* **Coordinate labeling data**:
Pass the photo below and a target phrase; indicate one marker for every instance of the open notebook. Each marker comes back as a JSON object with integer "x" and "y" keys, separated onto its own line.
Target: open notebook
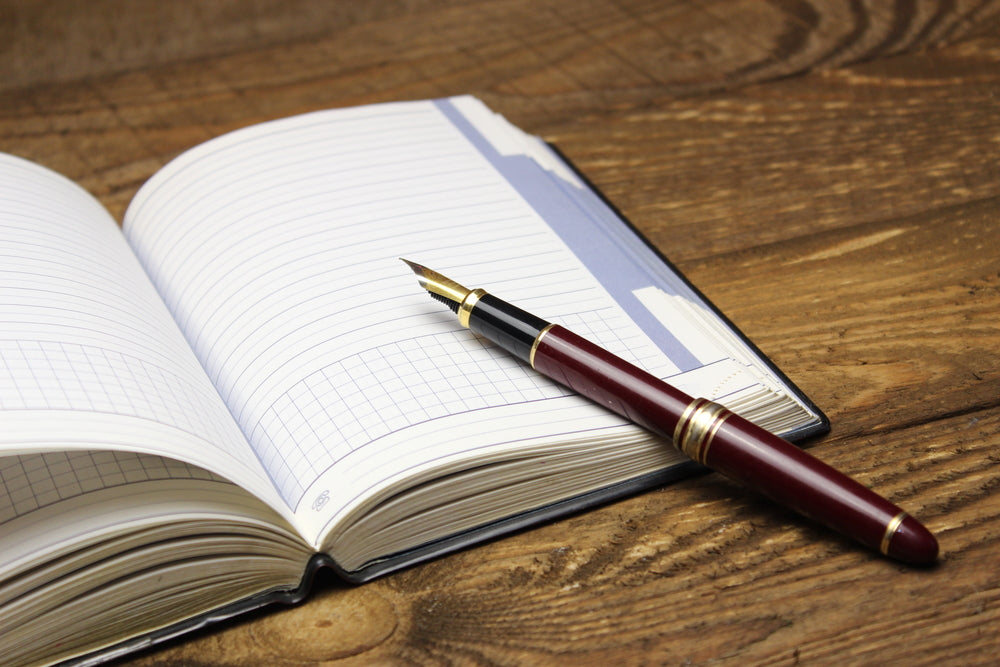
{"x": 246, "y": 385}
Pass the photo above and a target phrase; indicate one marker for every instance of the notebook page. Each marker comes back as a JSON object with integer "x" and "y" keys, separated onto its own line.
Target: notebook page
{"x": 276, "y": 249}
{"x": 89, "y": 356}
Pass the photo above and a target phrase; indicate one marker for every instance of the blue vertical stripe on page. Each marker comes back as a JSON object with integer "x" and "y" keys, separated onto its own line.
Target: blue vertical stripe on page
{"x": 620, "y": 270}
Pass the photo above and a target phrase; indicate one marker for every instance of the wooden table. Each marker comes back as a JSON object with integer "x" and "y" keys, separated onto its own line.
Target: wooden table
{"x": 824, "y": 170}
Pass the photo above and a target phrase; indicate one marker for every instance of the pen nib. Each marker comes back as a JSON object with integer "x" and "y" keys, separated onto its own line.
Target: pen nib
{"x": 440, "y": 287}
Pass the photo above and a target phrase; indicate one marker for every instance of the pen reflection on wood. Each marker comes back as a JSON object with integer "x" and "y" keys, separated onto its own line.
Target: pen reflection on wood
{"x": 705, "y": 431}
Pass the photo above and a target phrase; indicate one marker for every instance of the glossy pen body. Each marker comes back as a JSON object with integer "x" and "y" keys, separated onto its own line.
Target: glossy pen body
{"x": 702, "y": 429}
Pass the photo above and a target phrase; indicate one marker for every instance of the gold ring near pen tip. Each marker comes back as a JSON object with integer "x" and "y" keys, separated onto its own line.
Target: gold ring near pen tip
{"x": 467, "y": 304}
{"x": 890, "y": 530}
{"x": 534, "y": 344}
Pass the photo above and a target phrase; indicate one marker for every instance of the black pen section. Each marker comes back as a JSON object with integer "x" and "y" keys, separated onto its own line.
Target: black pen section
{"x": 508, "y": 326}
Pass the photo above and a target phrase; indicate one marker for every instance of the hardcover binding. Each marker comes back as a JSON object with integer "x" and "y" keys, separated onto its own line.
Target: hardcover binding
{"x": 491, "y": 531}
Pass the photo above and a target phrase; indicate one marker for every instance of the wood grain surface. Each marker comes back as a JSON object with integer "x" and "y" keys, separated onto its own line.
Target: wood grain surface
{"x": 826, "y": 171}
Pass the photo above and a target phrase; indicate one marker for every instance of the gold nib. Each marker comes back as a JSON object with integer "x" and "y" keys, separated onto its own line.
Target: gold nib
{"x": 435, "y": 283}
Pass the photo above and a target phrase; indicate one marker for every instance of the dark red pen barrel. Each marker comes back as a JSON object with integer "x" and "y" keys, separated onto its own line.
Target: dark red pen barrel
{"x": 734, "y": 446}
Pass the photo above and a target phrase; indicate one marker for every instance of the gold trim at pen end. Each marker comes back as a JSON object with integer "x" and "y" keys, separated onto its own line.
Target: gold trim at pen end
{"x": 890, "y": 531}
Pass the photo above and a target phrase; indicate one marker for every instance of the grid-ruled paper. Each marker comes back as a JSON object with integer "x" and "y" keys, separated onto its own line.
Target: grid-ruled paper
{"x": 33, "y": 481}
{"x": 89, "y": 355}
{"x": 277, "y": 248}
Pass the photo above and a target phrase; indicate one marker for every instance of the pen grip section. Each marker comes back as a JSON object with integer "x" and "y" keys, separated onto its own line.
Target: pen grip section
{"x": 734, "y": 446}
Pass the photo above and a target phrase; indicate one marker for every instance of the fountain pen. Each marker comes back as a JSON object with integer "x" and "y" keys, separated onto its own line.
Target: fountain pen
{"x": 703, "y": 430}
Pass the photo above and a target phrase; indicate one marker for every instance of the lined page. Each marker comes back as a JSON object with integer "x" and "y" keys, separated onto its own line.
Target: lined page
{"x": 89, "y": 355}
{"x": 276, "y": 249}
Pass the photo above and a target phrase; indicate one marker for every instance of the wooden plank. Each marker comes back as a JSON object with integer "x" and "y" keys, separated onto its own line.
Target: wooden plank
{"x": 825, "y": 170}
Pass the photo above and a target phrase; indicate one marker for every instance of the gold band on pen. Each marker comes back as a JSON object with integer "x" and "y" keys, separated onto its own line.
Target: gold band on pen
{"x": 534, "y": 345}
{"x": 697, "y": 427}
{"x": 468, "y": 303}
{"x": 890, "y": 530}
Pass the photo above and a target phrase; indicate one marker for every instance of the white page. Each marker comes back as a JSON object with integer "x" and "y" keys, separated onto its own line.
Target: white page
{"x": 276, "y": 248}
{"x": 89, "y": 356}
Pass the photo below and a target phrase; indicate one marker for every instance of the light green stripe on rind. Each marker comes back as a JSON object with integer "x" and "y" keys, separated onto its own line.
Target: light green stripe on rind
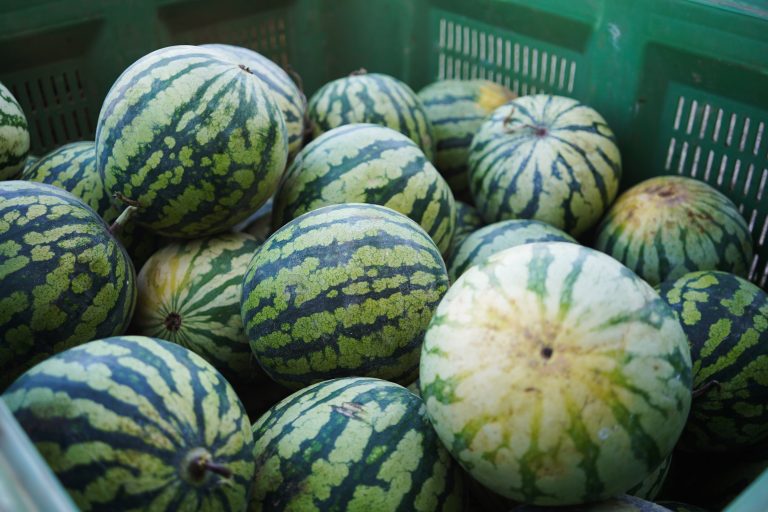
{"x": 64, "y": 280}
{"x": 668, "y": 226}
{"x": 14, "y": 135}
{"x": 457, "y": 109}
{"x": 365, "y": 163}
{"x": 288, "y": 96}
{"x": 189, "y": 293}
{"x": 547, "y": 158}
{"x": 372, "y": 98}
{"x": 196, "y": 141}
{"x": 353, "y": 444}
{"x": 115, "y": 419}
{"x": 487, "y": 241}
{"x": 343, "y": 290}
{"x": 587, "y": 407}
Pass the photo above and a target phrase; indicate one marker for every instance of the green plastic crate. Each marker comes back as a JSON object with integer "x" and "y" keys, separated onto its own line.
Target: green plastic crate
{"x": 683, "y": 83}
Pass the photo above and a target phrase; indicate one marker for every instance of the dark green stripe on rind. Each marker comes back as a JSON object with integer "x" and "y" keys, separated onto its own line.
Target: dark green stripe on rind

* **Exercise goal**: Reproduce the material above in full and without alteration, but skip all pictures.

* **Answer to this problem**:
Pass the photo below and a target phrase; indicate one marker for every instance of the open notebook. Each marker comes back as a JSON object with integer "x" and "y" keys, separated onto its own line.
Target: open notebook
{"x": 246, "y": 385}
Pass the photo above and a target phrase; indicate one marker for every instance of the notebook page. Each marker comes back as a JSON object with integer "x" and "y" keys, separated onto its own line.
Target: notebook page
{"x": 276, "y": 249}
{"x": 89, "y": 356}
Pass the photo above and a target phrase; indicate one marker for every instance of the blue vertical stripe on page. Each marker comes back as a JSON object with integer "x" and "y" keys, separated onto its own line.
Target: blue vertical stripe on page
{"x": 620, "y": 270}
Pass the photo above and a target phrase; indicate one marker for every instance of the wooden table. Each marker comes back as a JSON object with integer "x" and "y" keys, separated onto its own line.
Target: wooden table
{"x": 824, "y": 170}
Pass the photo above and a target phrase; indicate one marker for every instance of the pen nib. Each marker comes back as a JSON object with integer "x" and "y" keys, separated onto its own line.
Target: pen nib
{"x": 440, "y": 287}
Pass the photo above and a target phrase; indicate one marker for every instance of the pen reflection on wood. Each marker comes back as a JSON object with integer "x" and "y" keys, separated onto its own line.
Target: pen reflection on wood
{"x": 705, "y": 431}
Pass the photo above and a target phrase; indicate one marker for every instance of the glossy pen body. Each marker comes back as a JSON object with integer "x" and "y" keys, separated onto its own line.
Target: glossy pen body
{"x": 702, "y": 429}
Pass the photo above and a target phrase; indicate one marker for every instance of the gold ring near pen tip. Each marker comes back as a JSON object with integer "x" and "y" keys, separated onto its own line.
Target: gold ring near pen tip
{"x": 467, "y": 304}
{"x": 890, "y": 530}
{"x": 534, "y": 344}
Pass the photo above and a target phrase; indicate one marker for every instance of the black pen section. Each marker comes back as a JSON object with integer "x" and "y" keys, separated onto its own line.
Target: black pen section
{"x": 508, "y": 326}
Pass the photo above and a target phrase; indicate one marker for every instance of the hardcover binding. Each marker comes back as a JSON object with integer "x" and "y" keys, separated onto its own line.
Target: hardcover binding
{"x": 491, "y": 531}
Pass the photo above and a target phrase; indicate one marker for every instance of the wood grain surface. Each marker comes back as a JSON object with integer "x" and "y" keys, separated onto its own line.
Target: wood grain surface
{"x": 826, "y": 171}
Pass the photo above and a target phrase; indicate one marker for every instance of the gold nib. Each marker comes back as a JSON object with integer "x" and "y" keys, separated onto its own line.
Target: gold nib
{"x": 435, "y": 283}
Pass the photo above and a target phrase; indicate one marker for every instance of the dark red pen barrel. Each marker comes back as a JSON object with integer "x" and "y" keys, separated onto its own line.
Target: dark red pen barrel
{"x": 734, "y": 446}
Pass the photo above and a target phrase; indicate one marker for every instance of the gold trim at pen end. Each marker comes back as a JSON object with integer "x" and "y" keys, separated onto its own line.
Target: gold trim at pen end
{"x": 890, "y": 531}
Pass the photo above and a target phrase; indicate one marker for every instance of the grid-ruled paper. Each marker comes back as a JSON object with integer "x" and "y" keys, separated onto its own line.
Target: grid-ruled paper
{"x": 33, "y": 481}
{"x": 89, "y": 355}
{"x": 277, "y": 248}
Pass the photo above and a target phrase; indicate one marker for every instance of the pen grip section. Each marker comes back as a JSON object with integer "x" and "y" keys, separated onto its own line.
Target: pen grip section
{"x": 734, "y": 446}
Pass the photo above and a target phrase; indicate one marker for every instance of the fountain pen. Each marker comes back as a JSON object with integer "x" and "y" keys, separated onto its own line.
Target: fountain pen
{"x": 703, "y": 430}
Pass the photo above and a target phrase; indicate one marker for every instance of the lined page. Each marker comes back as a JSON object with integer "x" and "y" keys, separated onto its own line.
Target: lined page
{"x": 89, "y": 355}
{"x": 276, "y": 249}
Pass the photo above and a target phrase; indicate one marker for every instance of the wooden plank. Each marker comes back as a JSON object with integer "x" and "y" keys, separated onto its own line.
Target: wooden plank
{"x": 825, "y": 170}
Pass the photo above and a target phrase; indicate one marker for every instance of the gold band on pen. Each marker comes back as a JSON object with integer "x" and "y" keys, separated onto its own line.
Target: gold band on pen
{"x": 534, "y": 345}
{"x": 697, "y": 427}
{"x": 468, "y": 303}
{"x": 890, "y": 530}
Pass the photo above and a target phrase; indicate one marker for every instance of the white page. Each marker comes back as a JSON object with integer "x" and "y" keys, separated onto its own line.
Target: white page
{"x": 276, "y": 248}
{"x": 89, "y": 356}
Pass the photo below and a target phrase; indicate one marker for every instance of the light green stripe on rind. Each marker comes back as a JSON object with integer "x" and "y" keys, separated onto its own line.
Target: light green stripe on rind
{"x": 64, "y": 280}
{"x": 668, "y": 226}
{"x": 14, "y": 135}
{"x": 457, "y": 109}
{"x": 365, "y": 163}
{"x": 288, "y": 96}
{"x": 189, "y": 293}
{"x": 547, "y": 158}
{"x": 372, "y": 98}
{"x": 196, "y": 141}
{"x": 353, "y": 444}
{"x": 115, "y": 419}
{"x": 487, "y": 241}
{"x": 343, "y": 290}
{"x": 587, "y": 407}
Pass the photo above and a target phrase; indicate one marker for every instance of the green plastic crate. Each marker comes back as a JSON object with integer "x" and "y" keys, separated onto its own line.
Target: green plastic crate
{"x": 683, "y": 83}
Pass the photo above and a target phrase; indicate one marker for every instance of the dark green stripe on rind. Each marker comes back as a JSON object with integer "x" and "y" keys, separated onto its own line.
Target: dark green stripe on rind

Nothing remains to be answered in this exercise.